──────── EXTRACTED TEXT
Family Way Finds Winner’s Circle In Ladies Marathon At Kentucky Downs

Family Way and Tyler Gaffalione stalked the pace throughout the 1 5/16-mile Ladies Marathon at Kentucky Downs, went wide on the final turn, and then split horses in the stretch to take the last stakes race at the Franklin, Ky., track's 2021 meet. La Lune was second and Big Blue Nation third.

Breaking from post seven, Family Way was away fastest, giving way to Stand Tall early and settling in behind horses. Stand Tall held the lead on the backside, with Blame Debbie in second and Big Blue Nation third. Going down the hill, Blame Debbie took over, with Stand Tall shuffling back to third, just ahead of Family Way.

Blame Debbie held her lead around the race's final turn into the stretch, but soon gave way to Big Blue Nation as Family Way split horses at the top of the stretch to find running room on the outside of Blame Debbie. Big Blue Nation tried to hold off a surging Family Way, but the filly caught her at race's end, hitting the wire a neck in front with La Lune surging past Big Blue Nation to take second. Favorite Luck Money was fourth.
────────────────
──────── DATA EXTRACTS
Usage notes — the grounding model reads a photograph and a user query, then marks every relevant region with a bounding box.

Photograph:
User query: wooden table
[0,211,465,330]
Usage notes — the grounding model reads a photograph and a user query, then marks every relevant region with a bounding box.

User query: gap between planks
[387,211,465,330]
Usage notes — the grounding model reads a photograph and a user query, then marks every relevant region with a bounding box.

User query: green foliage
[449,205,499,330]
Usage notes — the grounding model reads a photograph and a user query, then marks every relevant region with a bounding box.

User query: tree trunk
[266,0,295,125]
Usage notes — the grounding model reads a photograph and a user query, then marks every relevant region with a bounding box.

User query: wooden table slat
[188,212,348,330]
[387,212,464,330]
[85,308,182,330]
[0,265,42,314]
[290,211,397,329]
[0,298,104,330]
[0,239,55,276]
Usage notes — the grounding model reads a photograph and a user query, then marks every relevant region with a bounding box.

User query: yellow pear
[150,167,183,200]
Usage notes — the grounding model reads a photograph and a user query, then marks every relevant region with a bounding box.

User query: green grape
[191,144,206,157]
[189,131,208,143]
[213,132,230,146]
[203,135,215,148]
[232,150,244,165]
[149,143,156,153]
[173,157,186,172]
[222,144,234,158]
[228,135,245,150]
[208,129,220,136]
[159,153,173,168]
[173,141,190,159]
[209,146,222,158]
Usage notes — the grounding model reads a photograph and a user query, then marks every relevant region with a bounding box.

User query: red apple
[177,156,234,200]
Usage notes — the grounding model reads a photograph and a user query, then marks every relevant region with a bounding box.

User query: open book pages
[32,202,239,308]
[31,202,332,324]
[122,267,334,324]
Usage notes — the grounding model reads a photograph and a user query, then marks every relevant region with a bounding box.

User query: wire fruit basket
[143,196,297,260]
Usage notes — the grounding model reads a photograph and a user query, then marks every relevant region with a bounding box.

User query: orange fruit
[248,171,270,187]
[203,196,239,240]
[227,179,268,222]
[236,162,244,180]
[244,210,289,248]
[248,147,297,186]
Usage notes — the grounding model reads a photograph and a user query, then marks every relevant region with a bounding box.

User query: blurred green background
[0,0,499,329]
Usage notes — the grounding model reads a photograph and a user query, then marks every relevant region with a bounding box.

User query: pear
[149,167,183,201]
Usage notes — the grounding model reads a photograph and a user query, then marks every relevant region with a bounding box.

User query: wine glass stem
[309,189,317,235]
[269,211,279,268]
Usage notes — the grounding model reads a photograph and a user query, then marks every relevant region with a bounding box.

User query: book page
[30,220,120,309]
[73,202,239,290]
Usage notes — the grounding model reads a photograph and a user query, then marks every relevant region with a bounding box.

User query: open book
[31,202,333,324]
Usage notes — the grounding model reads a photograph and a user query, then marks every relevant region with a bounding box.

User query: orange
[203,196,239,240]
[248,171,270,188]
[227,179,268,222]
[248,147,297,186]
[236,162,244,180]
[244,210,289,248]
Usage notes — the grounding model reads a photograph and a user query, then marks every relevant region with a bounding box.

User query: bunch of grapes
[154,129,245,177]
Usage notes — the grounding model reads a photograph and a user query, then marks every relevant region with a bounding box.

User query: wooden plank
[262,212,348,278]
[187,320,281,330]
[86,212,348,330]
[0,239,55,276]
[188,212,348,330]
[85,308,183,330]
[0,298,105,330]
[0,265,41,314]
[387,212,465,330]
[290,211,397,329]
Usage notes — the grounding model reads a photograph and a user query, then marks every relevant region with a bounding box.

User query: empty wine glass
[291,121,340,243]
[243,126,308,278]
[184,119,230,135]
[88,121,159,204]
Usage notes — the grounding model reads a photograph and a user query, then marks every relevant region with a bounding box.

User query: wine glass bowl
────────────────
**EXERCISE GOAL**. Please print everything in the Ladies Marathon race report above from "Family Way and" down to "was second and Big Blue Nation third.", word for word.

**ANSWER SECTION**.
Family Way and Tyler Gaffalione stalked the pace throughout the 1 5/16-mile Ladies Marathon at Kentucky Downs, went wide on the final turn, and then split horses in the stretch to take the last stakes race at the Franklin, Ky., track's 2021 meet. La Lune was second and Big Blue Nation third.